* _Raw data_
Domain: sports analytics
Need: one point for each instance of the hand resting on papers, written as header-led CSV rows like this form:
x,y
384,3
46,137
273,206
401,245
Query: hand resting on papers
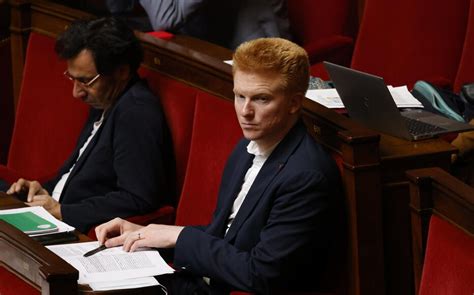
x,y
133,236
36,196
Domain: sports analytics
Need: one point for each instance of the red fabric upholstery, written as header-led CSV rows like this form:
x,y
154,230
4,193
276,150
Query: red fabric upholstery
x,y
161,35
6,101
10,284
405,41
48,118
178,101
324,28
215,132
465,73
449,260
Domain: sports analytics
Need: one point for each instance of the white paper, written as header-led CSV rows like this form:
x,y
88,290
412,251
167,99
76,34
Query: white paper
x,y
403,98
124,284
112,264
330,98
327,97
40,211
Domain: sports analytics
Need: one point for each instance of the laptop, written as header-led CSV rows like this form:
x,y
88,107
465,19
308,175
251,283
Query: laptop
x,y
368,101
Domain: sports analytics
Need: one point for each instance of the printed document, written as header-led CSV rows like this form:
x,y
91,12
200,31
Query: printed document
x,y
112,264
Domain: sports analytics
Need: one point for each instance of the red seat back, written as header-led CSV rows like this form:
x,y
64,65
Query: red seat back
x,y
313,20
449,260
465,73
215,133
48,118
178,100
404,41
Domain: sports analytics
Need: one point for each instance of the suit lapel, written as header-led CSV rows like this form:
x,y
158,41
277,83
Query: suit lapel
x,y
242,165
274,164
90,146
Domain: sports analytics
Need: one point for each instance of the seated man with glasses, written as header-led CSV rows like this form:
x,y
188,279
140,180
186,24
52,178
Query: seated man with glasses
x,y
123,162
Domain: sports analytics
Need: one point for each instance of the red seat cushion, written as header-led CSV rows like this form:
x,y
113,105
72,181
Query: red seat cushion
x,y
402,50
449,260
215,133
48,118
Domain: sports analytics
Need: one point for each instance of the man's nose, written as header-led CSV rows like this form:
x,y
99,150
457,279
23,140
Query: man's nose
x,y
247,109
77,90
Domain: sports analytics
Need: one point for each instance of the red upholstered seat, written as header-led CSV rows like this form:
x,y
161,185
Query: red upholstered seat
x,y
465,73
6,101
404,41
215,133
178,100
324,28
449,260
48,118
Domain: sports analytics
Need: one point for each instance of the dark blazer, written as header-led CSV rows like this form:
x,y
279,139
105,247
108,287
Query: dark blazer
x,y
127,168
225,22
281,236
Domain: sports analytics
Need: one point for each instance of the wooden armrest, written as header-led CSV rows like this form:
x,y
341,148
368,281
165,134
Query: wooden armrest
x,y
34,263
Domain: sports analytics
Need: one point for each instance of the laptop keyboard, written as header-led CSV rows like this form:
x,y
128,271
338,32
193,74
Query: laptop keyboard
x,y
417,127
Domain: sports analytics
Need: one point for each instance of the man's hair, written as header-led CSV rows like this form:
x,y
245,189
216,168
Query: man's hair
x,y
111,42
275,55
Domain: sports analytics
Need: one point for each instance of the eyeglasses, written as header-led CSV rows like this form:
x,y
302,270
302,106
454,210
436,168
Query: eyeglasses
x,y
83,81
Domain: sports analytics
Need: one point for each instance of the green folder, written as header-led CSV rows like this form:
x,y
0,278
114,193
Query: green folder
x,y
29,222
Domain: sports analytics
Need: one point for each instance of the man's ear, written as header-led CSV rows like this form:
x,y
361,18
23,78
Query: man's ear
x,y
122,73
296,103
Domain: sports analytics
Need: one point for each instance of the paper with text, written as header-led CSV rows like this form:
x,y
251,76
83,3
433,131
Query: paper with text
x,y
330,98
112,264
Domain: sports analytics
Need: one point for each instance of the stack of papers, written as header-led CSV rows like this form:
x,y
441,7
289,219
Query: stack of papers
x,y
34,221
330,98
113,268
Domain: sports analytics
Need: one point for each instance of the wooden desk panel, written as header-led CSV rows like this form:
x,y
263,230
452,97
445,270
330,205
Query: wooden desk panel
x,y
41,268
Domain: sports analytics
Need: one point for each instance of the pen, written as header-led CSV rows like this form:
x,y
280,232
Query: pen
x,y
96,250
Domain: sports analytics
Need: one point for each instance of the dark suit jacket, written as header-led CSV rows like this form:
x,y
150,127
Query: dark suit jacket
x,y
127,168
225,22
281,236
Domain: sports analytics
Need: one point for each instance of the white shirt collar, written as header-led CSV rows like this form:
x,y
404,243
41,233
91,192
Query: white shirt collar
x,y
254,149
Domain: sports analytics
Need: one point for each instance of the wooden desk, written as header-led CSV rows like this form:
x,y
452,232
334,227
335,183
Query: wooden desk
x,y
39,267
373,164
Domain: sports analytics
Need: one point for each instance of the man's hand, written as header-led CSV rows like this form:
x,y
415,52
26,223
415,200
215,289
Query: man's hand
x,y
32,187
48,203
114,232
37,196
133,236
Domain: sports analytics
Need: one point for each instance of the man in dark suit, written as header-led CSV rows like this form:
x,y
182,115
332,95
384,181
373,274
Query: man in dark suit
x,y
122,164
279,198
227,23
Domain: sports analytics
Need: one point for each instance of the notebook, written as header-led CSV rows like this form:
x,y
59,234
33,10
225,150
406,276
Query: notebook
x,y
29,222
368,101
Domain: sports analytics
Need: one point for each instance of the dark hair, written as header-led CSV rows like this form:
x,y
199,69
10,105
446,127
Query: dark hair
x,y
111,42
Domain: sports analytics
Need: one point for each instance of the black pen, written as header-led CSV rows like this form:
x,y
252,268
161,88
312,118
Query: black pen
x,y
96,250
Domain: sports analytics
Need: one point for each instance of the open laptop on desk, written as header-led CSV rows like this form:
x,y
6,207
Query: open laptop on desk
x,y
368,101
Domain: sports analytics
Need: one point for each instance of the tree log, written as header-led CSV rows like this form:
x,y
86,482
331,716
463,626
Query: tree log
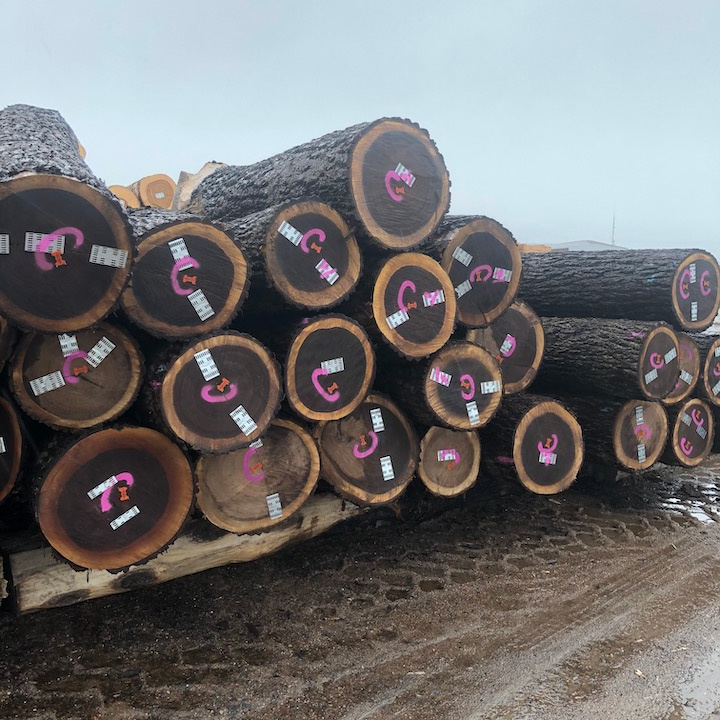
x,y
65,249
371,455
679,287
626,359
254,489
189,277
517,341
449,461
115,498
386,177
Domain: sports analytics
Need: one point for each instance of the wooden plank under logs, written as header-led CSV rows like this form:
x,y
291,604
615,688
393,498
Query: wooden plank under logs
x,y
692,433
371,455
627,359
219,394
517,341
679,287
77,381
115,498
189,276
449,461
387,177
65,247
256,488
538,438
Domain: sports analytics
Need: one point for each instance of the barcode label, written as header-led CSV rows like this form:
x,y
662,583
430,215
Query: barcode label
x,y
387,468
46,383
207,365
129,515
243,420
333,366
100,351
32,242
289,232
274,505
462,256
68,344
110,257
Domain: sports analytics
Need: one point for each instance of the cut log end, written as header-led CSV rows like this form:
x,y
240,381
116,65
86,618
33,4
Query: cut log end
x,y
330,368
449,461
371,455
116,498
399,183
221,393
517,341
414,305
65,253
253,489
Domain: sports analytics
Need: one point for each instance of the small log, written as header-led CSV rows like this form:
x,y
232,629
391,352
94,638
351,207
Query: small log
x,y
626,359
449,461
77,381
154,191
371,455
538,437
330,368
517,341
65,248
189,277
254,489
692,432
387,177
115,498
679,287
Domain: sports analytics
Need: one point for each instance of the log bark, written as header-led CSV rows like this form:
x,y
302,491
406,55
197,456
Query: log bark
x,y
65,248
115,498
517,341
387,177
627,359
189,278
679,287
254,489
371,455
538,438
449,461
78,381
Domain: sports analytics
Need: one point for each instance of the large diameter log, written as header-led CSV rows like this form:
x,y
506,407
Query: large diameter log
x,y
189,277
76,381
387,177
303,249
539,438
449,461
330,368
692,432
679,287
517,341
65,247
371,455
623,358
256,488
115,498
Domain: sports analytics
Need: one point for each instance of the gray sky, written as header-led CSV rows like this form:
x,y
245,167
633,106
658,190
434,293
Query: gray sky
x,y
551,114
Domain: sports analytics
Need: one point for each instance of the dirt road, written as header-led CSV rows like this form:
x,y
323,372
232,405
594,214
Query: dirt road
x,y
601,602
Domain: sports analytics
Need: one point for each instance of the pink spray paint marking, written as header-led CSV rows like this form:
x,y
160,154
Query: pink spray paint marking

* _Required work_
Every line in the entries above that has the word "spray" should be identified and copied.

* _Output of the task_
Need: one point for each instance of the pink spray paint marking, written as header-led CSV rows like this form:
Query: pink spray paint marking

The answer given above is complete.